Prove that $\frac{a+b}{2}≥\sqrt{ab}$

Question

I'm working on a proof of AM-GM inequality, but for now I would like to prove more basic propositions.

Prove that the arithmetic-geometric mean inequality holds for lists of numbers of length $2$. In other words, prove that for all positive real numbers $a$ and $b$ $$\frac{a+b}{2}≥\sqrt{ab}$$

My attempt:

We know that $(a-b)^2 ≥ 0 $

Expanding

$$a^2 - 2ab + b^2 ≥ 0$$

Adding $4ab$ to both sides

$$a^2 + 2ab + b^2 ≥ 4ab \implies $$ $$(a+b)^2 ≥ 4ab \implies $$ $$a+b ≥ 2\sqrt{ab} \implies $$ $$\frac{a+b}{2} ≥ \sqrt{ab}$$

$\Box$

Is it correct?

Answer 1

This proof is correct, but the usual approach is even simpler: rearrange $\frac12(\sqrt{a}-\sqrt{b})^2\ge0$.

Answer 2

For the sake of completeness I am adding a well known geometric proof of this inequality:

Combining the cathetus theorem ($s^2=b(a+b)$) and Pythagoras' theorem we get: $GM=\sqrt{b(a+b)-b^2}=\sqrt{ab}$.

And since the diameter $a+b$ of the circle c is twice the radius, we get: $AM=radius=\frac{a+b}{2}$

Answer 3

The OP's proof is perfect. Let's have another.

Let

$$ m\,:=\,\frac{a+b}2 $$ and $$ d\,:=\,\frac{a-b}2 $$ so that $$ a\,=\,m+d\qquad\mbox{and}\qquad b\,=\,m-d $$ hence

$$ \sqrt{a\cdot b}\,=\,\sqrt{(m+d)\cdot(m-d)}\,=\,\sqrt{m^2-d^2} \,\le\,m\,=\,\frac{a+b}2 $$

Great!

Remark: $$ \frac{a+b}2=\sqrt{a\cdot b}\quad\Leftrightarrow\quad d=0 $$ i.e. $$ \frac{a+b}2=\sqrt{a\cdot b}\quad\Leftrightarrow\quad a=b $$
○ ○ ○ ○ ○ ○ ○
◆ **The exercise**:
Rewrite the AM-GM thread from "Combining the cathetus" up to and including "Let's have another.", changing "cathetus theorem" to "leg theorem".
○ ○ ○ ○ ○ ○ ○
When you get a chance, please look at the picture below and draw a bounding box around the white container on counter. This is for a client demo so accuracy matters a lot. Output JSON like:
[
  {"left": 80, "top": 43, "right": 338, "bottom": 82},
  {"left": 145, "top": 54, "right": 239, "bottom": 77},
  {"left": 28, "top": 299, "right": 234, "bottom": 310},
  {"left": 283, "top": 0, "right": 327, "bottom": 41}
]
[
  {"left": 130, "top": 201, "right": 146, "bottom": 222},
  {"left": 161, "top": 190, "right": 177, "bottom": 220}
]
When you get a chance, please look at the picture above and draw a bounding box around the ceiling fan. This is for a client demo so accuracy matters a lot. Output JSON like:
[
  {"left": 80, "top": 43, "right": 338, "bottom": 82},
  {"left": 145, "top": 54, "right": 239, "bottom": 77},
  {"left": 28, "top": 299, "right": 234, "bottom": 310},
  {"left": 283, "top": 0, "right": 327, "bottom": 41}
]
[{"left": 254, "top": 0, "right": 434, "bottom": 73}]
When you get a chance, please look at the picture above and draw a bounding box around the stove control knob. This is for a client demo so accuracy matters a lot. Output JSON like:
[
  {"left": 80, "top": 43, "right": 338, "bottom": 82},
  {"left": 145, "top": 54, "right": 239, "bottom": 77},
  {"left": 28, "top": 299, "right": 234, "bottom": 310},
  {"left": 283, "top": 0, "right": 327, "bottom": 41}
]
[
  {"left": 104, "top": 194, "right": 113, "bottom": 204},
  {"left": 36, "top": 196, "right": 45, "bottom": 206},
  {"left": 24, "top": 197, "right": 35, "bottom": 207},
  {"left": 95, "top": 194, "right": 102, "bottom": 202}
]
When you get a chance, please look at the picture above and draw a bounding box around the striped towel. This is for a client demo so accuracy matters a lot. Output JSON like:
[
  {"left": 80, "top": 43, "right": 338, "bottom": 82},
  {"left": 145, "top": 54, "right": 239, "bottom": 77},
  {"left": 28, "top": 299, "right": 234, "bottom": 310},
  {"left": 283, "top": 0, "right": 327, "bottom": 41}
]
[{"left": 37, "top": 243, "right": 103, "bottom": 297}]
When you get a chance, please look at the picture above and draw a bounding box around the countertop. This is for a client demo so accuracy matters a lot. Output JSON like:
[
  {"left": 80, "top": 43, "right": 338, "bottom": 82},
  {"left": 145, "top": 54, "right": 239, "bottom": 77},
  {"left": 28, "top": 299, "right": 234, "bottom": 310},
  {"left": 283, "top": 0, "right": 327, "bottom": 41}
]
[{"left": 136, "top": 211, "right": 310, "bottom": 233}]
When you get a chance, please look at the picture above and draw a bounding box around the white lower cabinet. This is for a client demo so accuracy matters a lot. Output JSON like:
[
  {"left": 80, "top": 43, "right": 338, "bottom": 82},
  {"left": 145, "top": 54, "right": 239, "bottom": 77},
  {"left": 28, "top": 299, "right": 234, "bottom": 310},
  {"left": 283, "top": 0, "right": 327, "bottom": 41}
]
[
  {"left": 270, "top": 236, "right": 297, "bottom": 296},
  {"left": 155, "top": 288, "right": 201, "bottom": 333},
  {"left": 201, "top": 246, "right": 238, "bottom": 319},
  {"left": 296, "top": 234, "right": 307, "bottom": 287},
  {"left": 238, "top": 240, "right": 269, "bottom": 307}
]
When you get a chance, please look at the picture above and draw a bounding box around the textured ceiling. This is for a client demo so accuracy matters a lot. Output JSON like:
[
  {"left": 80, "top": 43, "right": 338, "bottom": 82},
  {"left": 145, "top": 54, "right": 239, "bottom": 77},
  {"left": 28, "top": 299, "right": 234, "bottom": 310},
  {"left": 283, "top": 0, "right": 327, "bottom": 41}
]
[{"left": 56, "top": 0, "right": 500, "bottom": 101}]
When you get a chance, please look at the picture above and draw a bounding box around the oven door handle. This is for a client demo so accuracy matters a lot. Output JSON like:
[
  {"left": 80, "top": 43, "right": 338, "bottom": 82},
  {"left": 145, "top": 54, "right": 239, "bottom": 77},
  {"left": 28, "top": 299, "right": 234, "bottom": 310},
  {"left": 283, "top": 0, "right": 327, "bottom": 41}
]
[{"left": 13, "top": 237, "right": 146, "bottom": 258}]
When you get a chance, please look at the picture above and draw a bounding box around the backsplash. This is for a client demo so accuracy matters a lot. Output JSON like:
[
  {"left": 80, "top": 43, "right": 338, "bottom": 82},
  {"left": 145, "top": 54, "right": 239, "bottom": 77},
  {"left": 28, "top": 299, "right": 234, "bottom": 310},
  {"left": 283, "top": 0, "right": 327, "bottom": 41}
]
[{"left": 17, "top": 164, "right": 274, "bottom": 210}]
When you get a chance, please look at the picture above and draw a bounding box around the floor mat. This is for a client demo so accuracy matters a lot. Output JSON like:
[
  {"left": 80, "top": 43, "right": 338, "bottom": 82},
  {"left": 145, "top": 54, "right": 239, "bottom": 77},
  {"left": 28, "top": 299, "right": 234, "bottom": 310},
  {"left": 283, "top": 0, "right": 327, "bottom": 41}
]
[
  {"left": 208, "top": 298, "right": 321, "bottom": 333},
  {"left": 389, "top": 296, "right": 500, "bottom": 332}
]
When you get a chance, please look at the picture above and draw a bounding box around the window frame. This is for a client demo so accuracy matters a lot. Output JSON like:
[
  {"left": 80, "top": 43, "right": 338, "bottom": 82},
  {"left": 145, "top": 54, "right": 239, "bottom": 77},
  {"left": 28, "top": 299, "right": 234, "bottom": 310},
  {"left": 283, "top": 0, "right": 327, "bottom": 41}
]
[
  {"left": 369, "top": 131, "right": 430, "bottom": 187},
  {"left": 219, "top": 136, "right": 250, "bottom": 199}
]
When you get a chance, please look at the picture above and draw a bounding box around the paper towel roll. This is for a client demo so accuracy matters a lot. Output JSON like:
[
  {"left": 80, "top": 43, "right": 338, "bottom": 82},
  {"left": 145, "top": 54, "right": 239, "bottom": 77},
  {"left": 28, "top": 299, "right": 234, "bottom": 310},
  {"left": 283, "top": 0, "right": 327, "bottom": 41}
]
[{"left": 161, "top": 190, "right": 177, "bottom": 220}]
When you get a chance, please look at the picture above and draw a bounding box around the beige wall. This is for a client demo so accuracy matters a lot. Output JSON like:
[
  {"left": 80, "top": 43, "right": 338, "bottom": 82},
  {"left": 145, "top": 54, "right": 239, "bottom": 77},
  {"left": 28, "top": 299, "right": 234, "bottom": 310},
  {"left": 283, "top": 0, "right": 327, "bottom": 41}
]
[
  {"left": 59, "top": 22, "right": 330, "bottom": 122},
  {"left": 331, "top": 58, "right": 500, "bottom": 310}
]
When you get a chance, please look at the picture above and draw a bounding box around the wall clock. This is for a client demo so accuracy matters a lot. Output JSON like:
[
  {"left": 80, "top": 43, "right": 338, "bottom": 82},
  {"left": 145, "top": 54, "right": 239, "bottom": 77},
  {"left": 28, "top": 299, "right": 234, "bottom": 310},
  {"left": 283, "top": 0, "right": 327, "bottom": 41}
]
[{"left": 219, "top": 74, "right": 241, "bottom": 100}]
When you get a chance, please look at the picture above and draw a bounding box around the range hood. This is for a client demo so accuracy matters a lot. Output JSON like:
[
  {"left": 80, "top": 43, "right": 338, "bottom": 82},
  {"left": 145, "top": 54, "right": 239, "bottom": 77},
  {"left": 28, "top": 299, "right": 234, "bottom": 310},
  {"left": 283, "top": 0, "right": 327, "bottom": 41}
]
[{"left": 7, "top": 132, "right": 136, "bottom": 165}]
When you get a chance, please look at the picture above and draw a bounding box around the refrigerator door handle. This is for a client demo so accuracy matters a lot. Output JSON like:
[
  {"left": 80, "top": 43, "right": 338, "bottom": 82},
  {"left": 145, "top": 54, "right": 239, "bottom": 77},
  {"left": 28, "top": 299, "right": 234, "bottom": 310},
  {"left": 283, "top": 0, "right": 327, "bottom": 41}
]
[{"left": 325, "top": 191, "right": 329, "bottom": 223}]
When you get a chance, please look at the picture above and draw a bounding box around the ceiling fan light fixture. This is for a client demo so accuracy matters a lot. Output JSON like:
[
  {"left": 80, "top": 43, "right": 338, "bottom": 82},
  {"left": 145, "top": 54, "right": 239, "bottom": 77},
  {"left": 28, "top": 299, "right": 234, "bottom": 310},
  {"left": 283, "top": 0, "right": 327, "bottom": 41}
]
○ ○ ○ ○ ○ ○ ○
◆ **Solution to this problem**:
Combining the leg theorem ($s^2=b(a+b)$) and Pythagoras' theorem we get: $GM=\sqrt{b(a+b)-b^2}=\sqrt{ab}$.

And since the diameter $a+b$ of the circle c is twice the radius, we get: $AM=radius=\frac{a+b}{2}$

Answer 3

The OP's proof is perfect. Let's have another.